**TEXT SHOWN**
'''

Schemas and contracts

All events sent to Stream Machine adhere to the following:

  1. Serialization Schema
    This is the blueprint of the data that is sent, hence, this is about the shape of the data.

  2. Event Contract
    This is about the content that is sent, and is composed of the verifications that should be done for the received content.

These two are explained in detail in the sections below.

Serialization Schemas

In order to guarantee the integrity of the data that is sent to Stream Machine, all events must conform to a serialization schema. These schemas are easy to add and register with Stream Machine, hence they are simple to adapt to your use case.

The serialization schema defines how an event is turned into bytes and vice versa.

Currently, Stream Machine supports Apache Avro and Json Schema, however other serialization formats may be added in the future.

Each serialization schema must include a section with Stream Machine meta information, which is listed below for reference:

The notation below is specifically for Avro serialization schemas. The structure however, remains identical for other serialization methods.
{
  "name": "strmMeta",
  "type": {
    "name": "StrmMeta",
    "type": "record",
    "fields": [
      {
        "name": "schemaId", (1)
        "type": "string"
      },
      {
        "name": "nonce", (2)
        "type": "int"
      },
      {
        "name": "timestamp", (3)
        "type": "long",
        "logicalType": "date"
      },
      {
        "name": "keyLink", (4)
        "type": [
          "null",
          "string"
        ],
        "default": null
      },
      {
        "name": "billingId", (5)
        "type": [
          "null",
          "string"
        ],
        "default": null
      },
      {
        "name": "consentLevels", (6)
        "type": {
          "type": "array",
          "items": "int"
        }
      }
    ]
  }
}
1 the schema reference that is used for serialization, e.g. streammachine/clickstream/0.2.0. Note that this field references a specific version of a serialization schema.
2 an automatically generated globally unique value that can be used for distinguishing two single events from each other
3 the timestamp of the time the event was created. This value is entered upon reception in the Stream Machine event gateway.
4 the value of the keyLink ties this event to an encryption key. This string value is generated by Stream Machine, which means that the event producers send a null value, and the consumers receive the string
5 the billing id of your account
6 the consent levels that were given by the data owner for collecting and processing this event

As shown in the listing above, the consent levels are defined by your organization and are typically set once by a user giving some consent(s) for specific purposes. The meanings of the consent levels are typically created by the Data Protection Officer within the company.

'''

**EXERCISES TO COMPLETE**
**A.** Find each line in the records below that contains the string "vertices", and copy those lines.
**B.** Write the next section of the Stream Machine schema documentation above, starting after its last sentence.
The Stream Machine schema documentation and the records have separate, unrelated origins.

**LISTED ENTRIES**

'''

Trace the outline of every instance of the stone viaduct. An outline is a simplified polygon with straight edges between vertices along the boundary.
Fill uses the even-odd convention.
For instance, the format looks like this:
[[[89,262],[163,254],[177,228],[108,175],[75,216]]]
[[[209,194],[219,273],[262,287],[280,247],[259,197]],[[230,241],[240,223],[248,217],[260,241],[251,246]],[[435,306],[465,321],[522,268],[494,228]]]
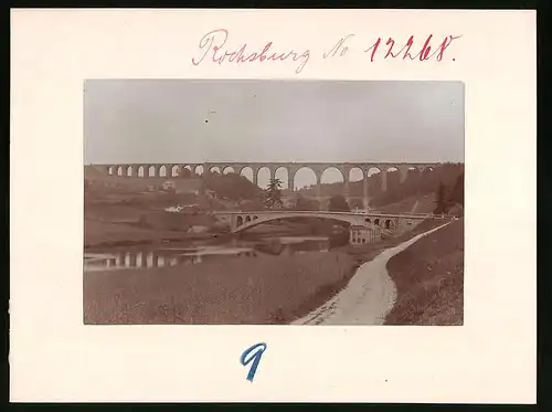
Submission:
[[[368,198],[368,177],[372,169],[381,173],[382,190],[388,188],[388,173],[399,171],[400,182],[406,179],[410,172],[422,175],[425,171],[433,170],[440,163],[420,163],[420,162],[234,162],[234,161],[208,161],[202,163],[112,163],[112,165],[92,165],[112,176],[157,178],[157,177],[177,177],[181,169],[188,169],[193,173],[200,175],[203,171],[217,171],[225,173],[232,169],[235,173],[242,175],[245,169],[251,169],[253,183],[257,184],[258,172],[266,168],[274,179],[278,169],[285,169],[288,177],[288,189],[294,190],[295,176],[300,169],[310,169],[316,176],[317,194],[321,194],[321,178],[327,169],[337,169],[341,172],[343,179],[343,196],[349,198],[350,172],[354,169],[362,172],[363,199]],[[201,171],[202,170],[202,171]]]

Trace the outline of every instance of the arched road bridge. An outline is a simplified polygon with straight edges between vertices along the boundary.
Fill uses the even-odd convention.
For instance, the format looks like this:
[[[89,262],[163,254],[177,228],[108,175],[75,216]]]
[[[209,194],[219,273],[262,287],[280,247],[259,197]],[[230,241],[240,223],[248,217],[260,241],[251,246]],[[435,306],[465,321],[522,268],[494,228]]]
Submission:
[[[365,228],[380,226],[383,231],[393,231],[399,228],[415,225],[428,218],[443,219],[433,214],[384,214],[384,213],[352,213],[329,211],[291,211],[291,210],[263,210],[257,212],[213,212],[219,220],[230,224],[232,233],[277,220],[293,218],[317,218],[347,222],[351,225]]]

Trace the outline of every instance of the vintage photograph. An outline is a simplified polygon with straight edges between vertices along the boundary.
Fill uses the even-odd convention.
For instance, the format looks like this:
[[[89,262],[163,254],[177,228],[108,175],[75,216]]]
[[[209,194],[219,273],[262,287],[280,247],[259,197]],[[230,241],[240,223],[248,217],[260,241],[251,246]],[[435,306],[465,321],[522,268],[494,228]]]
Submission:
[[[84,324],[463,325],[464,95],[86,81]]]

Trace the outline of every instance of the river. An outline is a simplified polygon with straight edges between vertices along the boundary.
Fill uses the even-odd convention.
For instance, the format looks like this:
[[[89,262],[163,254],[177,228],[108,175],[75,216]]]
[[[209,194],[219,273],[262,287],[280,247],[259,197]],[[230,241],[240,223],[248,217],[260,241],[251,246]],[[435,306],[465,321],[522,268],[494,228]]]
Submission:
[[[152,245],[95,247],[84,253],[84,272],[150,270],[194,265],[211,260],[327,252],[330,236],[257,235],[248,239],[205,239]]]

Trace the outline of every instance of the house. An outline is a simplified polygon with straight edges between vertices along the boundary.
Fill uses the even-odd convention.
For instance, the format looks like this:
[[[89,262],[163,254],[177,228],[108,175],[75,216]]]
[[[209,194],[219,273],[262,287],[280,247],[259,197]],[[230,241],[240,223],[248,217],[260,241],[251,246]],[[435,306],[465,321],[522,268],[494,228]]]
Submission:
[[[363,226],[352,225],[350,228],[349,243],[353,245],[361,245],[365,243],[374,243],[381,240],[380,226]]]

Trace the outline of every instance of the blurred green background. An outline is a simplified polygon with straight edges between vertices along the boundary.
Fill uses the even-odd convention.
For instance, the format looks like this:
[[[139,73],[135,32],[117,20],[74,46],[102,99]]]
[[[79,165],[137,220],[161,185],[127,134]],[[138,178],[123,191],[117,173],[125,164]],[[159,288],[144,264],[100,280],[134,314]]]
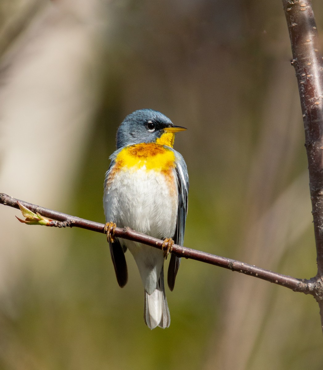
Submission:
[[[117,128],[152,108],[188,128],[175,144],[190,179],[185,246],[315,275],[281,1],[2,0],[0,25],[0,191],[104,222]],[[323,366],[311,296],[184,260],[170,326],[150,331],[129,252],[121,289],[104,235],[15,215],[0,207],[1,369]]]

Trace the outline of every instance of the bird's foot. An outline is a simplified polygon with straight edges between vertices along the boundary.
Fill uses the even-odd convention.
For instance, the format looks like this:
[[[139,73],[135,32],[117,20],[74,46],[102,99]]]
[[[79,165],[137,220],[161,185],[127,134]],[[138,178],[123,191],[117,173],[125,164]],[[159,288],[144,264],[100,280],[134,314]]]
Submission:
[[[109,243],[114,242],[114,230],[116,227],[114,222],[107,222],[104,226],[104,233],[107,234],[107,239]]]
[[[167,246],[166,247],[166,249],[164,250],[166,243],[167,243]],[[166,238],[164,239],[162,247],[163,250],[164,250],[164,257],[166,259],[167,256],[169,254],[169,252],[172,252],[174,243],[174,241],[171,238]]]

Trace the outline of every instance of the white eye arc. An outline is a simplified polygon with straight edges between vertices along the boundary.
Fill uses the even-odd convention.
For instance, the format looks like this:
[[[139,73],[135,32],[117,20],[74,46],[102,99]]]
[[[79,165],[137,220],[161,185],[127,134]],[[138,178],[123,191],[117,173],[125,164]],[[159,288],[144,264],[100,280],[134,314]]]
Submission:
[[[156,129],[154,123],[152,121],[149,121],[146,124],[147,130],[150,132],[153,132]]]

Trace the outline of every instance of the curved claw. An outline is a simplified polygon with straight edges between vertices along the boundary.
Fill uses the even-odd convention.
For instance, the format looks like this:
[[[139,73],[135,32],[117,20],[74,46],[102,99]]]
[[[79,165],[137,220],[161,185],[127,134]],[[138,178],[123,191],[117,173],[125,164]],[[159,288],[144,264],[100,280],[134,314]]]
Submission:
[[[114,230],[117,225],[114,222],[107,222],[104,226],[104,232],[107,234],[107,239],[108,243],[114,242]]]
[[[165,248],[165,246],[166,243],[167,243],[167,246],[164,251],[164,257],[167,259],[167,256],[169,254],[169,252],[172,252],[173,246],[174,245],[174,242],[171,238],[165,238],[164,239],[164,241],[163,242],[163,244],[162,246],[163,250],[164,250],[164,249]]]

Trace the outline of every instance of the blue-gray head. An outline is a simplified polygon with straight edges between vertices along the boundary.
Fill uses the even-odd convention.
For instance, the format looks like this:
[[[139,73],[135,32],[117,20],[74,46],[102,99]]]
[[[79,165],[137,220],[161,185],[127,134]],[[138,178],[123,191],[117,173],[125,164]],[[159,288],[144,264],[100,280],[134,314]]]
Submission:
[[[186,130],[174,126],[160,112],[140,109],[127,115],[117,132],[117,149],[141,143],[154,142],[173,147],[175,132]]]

'''

**RESPONSES FOR EACH TASK**
**A.**
Trace the outline of every instance of the stone viaduct. An outline is a simplified polygon with straight edges between vertices along the boundary.
Trace the outline of every instance of the arched road bridge. An outline is a simplified polygon with straight edges between vertices along the boundary.
Trace the outline of every instance of the vintage photograph. An outline is a simplified polygon with straight edges between vertices along the boundary.
Trace the outline of every instance of the river. An outline is a simplified polygon with straight edges between vertices along the boundary.
Trace the outline of every instance of the house. An outline is a simplified polygon with straight edges between vertices along the boundary.
Trace the outline of every instance of the blurred green background. An outline is a simplified polygon with straight edges between vertices along the boundary.
Trace the outline of every instance of the bird's foot. An outline is a simplified polygon with straight edges between vertices along the boundary.
Trace the outline of every instance of the white eye arc. An outline is a simplified polygon with straight edges between vertices along the boundary.
Trace the outline of every instance of the curved claw. An outline is a simplified polygon with straight edges between vertices along the boundary.
Trace the outline of every instance of the blue-gray head. An outline is a simplified polygon with straight edges between vertices along the boundary.

**B.**
Event Contracts

In order to guarantee that data that is sent to Stream Machine adheres to the rules defined by your organization, events must conform to an event contract. Contracts determine the behavior of validations, which fields are encrypted, and how events are tied together (hence, they get the same encryption key).

An example event contract version is listed below.

A single version of a contract is linked to one, and only one serialization schema.
{
  "schema": {
    "schema_type": "AVRO", (1)
    "schema_registry_ref": "streammachine/clickstream/0.2.0" (2)
  },
  "key_field": "producerSessionId", (3)
  "pii_fields": { (4)
    "customer/id": 0,
    "producerSessionId": 1
  },
  "validations": [ (5)
    {
      "field": "customer/id",
      "type": "regex",
      "value": "^.+$"
    },
    {
      "field": "url",
      "type": "regex",
      "value": "^(https?|ftp|file)://[-a-zA-Z0-9+&@#/%?=~_|!:,.;]*[-a-zA-Z0-9+&@#/%=~_|]"
    }
  ]
}
1 the serialization schema type (see available types).
2 the serialization schema reference, which includes the organization name, schema name and schema version.
3 the name of the field in the serialization schema that is used to "tie" events together. Typically, this is what determines an end user (i.e. your users) session.
4 the fields whose content in an event should be considered sensitive (i.e. personally identifiable information), and should be encrypted by Stream Machine.
5 the validations that should be performed on the content of specific fields in an event.
When a field is part of an object inside a collection, it cannot yet be part of the pii_fields. We intend to add this in a future version.

These contracts are very versatile to use, and a use case that Stream Machine foresees, is that a single serialization schema could potentially have many contracts (i.e. same shape of the data, but different rules apply to it).

The validations that are performed on the data that is received by Stream Machine currently only support regex [1] (based on customer use cases, we intend to extend this). Next, an example for the validations follow:

Assume an attribute of your event, say 'user/customer_id' in your organization
has to consist of 9 digits not starting with a zero, you could easily have
this as a validation rule in the event schema, implemented with a regex.

This is the mechanism that Stream Machine provides to increase the quality of your event data: validate before acceptance, and let the data processing teams define the rules instead of the data generating teams. An example of a validation can be seen (and tried) in Sending and receiving an event by hand

It is important to note the difference between key_field and keyLink, as they are related to each other, but are fundamentally different:

  1. key_field is part of the event contract and keyLink is part of the serialization schema

  2. key_field determines which field in the serialization schema should be used for considering whether events belong to the same sequence (for example a session)

  3. keyLink links a single event to an encryption key

  4. The value for key_field is determined by you

  5. The value for keyLink is determined by Stream Machine

  6. The value of key_field is used when creating a keyLink

As you can see, the two have a strong relationship, but they are different.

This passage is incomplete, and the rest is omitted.